__WHAT IS NEEDED__. Format the rows below as a numbered list, dropping any blank lines.

(Pointing dataset records)

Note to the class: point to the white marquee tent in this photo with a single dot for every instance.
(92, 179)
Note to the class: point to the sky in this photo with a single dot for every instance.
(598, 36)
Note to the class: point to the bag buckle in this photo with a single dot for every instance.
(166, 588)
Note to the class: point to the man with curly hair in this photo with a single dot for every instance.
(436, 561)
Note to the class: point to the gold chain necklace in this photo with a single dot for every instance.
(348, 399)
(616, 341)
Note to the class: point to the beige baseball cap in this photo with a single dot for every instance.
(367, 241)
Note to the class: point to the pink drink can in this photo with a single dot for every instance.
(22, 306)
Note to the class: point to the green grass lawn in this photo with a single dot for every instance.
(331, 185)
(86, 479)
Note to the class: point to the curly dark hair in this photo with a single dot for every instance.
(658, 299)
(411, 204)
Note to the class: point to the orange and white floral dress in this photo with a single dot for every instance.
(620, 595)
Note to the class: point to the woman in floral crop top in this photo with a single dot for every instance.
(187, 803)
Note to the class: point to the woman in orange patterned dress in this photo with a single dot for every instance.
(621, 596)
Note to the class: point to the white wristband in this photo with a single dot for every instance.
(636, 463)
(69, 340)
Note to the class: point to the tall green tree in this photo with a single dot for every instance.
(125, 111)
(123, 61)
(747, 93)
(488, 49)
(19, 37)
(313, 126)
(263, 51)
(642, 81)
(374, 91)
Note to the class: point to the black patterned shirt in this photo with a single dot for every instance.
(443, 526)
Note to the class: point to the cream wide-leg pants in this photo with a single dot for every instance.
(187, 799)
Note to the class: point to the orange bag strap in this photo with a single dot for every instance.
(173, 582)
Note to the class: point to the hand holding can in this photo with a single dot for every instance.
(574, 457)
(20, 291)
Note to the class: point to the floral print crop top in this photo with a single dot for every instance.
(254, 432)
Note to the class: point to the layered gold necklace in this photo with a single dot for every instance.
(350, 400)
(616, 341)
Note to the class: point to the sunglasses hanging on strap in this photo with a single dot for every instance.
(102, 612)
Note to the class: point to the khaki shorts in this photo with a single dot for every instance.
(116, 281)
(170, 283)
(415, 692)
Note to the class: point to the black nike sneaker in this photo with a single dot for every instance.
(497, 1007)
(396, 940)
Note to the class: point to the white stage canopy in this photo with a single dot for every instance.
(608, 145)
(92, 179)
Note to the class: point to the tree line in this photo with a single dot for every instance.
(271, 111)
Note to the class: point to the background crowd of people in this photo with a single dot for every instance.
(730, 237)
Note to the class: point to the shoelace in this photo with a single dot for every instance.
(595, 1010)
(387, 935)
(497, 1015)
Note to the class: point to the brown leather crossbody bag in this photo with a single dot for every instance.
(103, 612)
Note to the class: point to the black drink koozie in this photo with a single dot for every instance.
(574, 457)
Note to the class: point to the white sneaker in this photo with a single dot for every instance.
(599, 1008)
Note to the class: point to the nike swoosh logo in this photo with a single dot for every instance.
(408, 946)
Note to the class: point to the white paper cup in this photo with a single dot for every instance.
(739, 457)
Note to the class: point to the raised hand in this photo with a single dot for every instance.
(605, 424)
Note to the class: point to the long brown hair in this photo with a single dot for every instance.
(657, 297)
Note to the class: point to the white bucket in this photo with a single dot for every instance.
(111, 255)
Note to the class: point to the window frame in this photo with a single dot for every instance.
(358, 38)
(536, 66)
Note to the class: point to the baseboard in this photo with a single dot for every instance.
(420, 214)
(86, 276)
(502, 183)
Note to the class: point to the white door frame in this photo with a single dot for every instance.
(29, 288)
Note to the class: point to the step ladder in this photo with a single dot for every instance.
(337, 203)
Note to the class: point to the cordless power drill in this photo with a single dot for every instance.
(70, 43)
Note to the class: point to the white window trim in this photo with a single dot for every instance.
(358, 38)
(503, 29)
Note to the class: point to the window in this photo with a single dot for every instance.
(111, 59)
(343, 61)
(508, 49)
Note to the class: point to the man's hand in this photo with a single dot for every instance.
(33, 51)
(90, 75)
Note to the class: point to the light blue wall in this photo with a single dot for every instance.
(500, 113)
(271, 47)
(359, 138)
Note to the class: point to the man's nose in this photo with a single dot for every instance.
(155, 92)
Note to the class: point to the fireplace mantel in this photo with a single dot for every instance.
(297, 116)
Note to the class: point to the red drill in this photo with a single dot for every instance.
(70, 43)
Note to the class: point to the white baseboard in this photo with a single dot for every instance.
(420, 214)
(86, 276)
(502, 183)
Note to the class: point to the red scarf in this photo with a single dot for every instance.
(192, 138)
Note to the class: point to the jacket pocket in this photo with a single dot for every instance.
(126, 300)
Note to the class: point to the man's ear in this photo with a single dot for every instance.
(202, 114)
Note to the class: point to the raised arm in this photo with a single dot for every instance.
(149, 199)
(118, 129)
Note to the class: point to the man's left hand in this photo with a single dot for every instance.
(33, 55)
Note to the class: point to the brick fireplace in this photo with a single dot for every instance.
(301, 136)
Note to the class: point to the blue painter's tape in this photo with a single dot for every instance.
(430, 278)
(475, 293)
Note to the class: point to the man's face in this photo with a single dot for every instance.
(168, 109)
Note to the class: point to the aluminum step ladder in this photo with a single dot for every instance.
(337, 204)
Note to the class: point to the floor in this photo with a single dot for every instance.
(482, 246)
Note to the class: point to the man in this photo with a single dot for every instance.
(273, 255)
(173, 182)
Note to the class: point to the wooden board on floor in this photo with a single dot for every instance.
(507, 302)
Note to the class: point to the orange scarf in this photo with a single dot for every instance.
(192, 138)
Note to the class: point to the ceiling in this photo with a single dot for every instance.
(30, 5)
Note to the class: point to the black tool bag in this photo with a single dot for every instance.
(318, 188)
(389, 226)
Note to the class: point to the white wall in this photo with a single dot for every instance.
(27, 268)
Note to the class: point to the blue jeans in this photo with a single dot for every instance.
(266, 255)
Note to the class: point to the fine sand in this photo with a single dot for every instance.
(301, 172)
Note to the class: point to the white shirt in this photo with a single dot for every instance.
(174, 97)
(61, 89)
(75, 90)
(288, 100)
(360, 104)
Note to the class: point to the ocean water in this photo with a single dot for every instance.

__REPLY__.
1. Note to the class: point to the white marquee tent in this photo with a single dot for every instance.
2. (92, 179)
3. Note to the class: point to the sky in this photo with a single dot for every instance.
4. (598, 36)
5. Note to the class: point to the bag buckle in this photo with a single dot for every instance.
6. (166, 588)
7. Note to the class: point to the man with curly hair in this photo with a single dot for every instance.
8. (436, 561)
9. Note to the class: point to the gold chain necklace in this photo with a single dot for every instance.
10. (348, 399)
11. (616, 341)
12. Note to the class: point to the beige baseball cap in this photo with a single dot for every instance.
13. (367, 241)
14. Note to the class: point to the pink drink can in this photo with a single dot for every instance.
15. (22, 306)
16. Note to the class: point to the green grass lawn in this photo with a single dot for every instance.
17. (331, 185)
18. (86, 479)
19. Note to the class: point to the curly dark hair in this photo with a single dot for every instance.
20. (658, 299)
21. (411, 204)
22. Note to the class: point to the orange and white floral dress in this photo with a single dot for every instance.
23. (620, 595)
24. Note to the class: point to the woman in floral crop top in this photo with a single dot for every instance.
25. (187, 803)
26. Note to the class: point to the woman in orange patterned dress in this photo with a single dot for every instance.
27. (621, 596)
28. Note to the class: point to the white wristband in this photo with a single dot for every instance.
29. (636, 463)
30. (69, 340)
31. Note to the class: point to the tall green tree in this photo with a single dot for every instance.
32. (125, 111)
33. (123, 61)
34. (747, 93)
35. (488, 49)
36. (19, 37)
37. (313, 126)
38. (263, 51)
39. (642, 81)
40. (374, 91)
41. Note to the class: point to the black patterned shirt in this photo with a single dot for every instance.
42. (443, 526)
43. Note to the class: point to the cream wide-leg pants in this photo with a single dot for every instance.
44. (187, 799)
45. Note to the class: point to the orange bag strap in this photo with a single dot for every instance.
46. (173, 582)
47. Note to the class: point to the hand holding can in this photo with a single dot for every instance.
48. (574, 457)
49. (20, 291)
50. Note to the class: point to the floral print crop top in this photo with a single dot for every instance.
51. (254, 432)
52. Note to the class: point to the layered gold necklace in this photo with a single dot for every instance.
53. (350, 400)
54. (616, 341)
55. Note to the class: point to the sunglasses hanging on strap in this photo with a single dot for every instance.
56. (102, 612)
57. Note to the class: point to the khaki shorts in this photo with a single dot for every instance.
58. (116, 281)
59. (170, 283)
60. (415, 692)
61. Note to the class: point to the black nike sneaker in this photo with a single dot for every instance.
62. (497, 1007)
63. (396, 940)
64. Note to the class: point to the white stage canopy in this photo with a single dot for every instance.
65. (608, 145)
66. (92, 179)
67. Note to the class: point to the tree line in this photo with a single dot for every instance.
68. (271, 111)
69. Note to the class: point to the background crowd of people in this photo with a single dot for every instance.
70. (730, 237)
71. Note to the class: point to the shoelace in this photo with a single dot for every instance.
72. (595, 1010)
73. (387, 935)
74. (497, 1015)
75. Note to the class: point to the brown leather crossbody bag in this photo with a single dot for every instance.
76. (103, 612)
77. Note to the class: point to the black drink koozie in this photo with a single dot for every instance.
78. (574, 457)
79. Note to the class: point to the white sneaker in this photo with a single dot for every instance.
80. (599, 1008)
81. Note to the class: point to the nike swoosh logo in this photo with a single dot for every instance.
82. (408, 946)
83. Note to the class: point to the white paper cup in this photo with a single dot for every instance.
84. (739, 457)
85. Note to the class: point to the raised hand in this photo with a single dot for every instance.
86. (605, 424)
87. Note to the class: point to the long brown hair in this photo with a single dot for every instance.
88. (657, 297)
89. Note to the class: point to the white bucket in this photo with a single dot for every instance.
90. (111, 255)
91. Note to the class: point to the window frame in this photo with a single dot for every instance.
92. (358, 38)
93. (536, 66)
94. Note to the class: point to the baseboard in this photo with a single dot for every instance.
95. (420, 214)
96. (86, 276)
97. (502, 183)
98. Note to the class: point to the white door frame in this photo with a single dot for every instance.
99. (29, 288)
100. Note to the class: point to the step ladder in this photo with a single dot for every instance.
101. (337, 203)
102. Note to the class: point to the cordless power drill in this photo with a single dot for every instance.
103. (70, 43)
104. Note to the class: point to the white window trim in this photo with a single dot for every instance.
105. (358, 38)
106. (503, 29)
107. Note to the class: point to the window in this photo with a single dot for every instance.
108. (111, 59)
109. (343, 61)
110. (508, 49)
111. Note to the class: point to the man's hand in this photo with a single dot for every instance.
112. (33, 51)
113. (90, 75)
114. Note to the class: point to the light blue wall in this photo with a single dot for every instance.
115. (500, 113)
116. (271, 47)
117. (359, 138)
118. Note to the class: point to the man's nose in this photo with a single dot for every instance.
119. (155, 92)
120. Note to the class: point to the fireplace mantel in this photo with a single dot for every instance.
121. (297, 116)
122. Note to the class: point to the red drill in this photo with a single dot for every instance.
123. (70, 43)
124. Note to the class: point to the white baseboard in this photo with a single dot for every instance.
125. (420, 214)
126. (86, 276)
127. (502, 183)
128. Note to the class: point to the red scarf in this photo with a single dot for every instance.
129. (192, 138)
130. Note to the class: point to the jacket pocket in this photo with a single dot for every instance.
131. (126, 300)
132. Note to the class: point to the man's ear in this photo with a single dot for every instance.
133. (202, 114)
134. Note to the class: point to the raised arm in this photo with a single dot for every instance.
135. (149, 199)
136. (118, 129)
137. Note to the class: point to the man's left hand in this photo with a single dot for every instance.
138. (33, 55)
139. Note to the class: point to the brick fireplace in this photo with a single dot for every instance.
140. (301, 136)
141. Note to the class: point to the blue painter's tape in this photo with a single dot for every instance.
142. (430, 278)
143. (475, 293)
144. Note to the class: point to the man's face in this photo with a single dot for every instance.
145. (168, 109)
146. Note to the class: point to the aluminum step ladder in this photo with a single dot for every instance.
147. (337, 204)
148. Note to the class: point to the floor in this photo with a single dot for every instance.
149. (482, 246)
150. Note to the class: point to the man in this photo with a single dot for every instance.
151. (273, 255)
152. (173, 182)
153. Note to the class: point to the wooden board on floor in this photo with a single dot for every instance.
154. (507, 302)
155. Note to the class: point to the orange scarf in this photo with a single dot for every instance.
156. (192, 138)
157. Note to the class: point to the ceiling in this photo with a single dot for every instance.
158. (30, 5)
159. Note to the class: point to the black tool bag in this photo with a single dot for every instance.
160. (318, 188)
161. (389, 226)
162. Note to the class: point to the white wall in this photo with a single dot for every instance.
163. (27, 268)
164. Note to the class: point to the blue jeans in this photo with a single dot for every instance.
165. (266, 255)
166. Note to the class: point to the fine sand in this photo with a single dot for every instance.
167. (301, 172)
168. Note to the class: point to the white shirt in this photo with a single dot for every instance.
169. (174, 97)
170. (61, 89)
171. (75, 90)
172. (288, 100)
173. (360, 104)
174. Note to the class: point to the ocean water in this photo with a single dot for every instance.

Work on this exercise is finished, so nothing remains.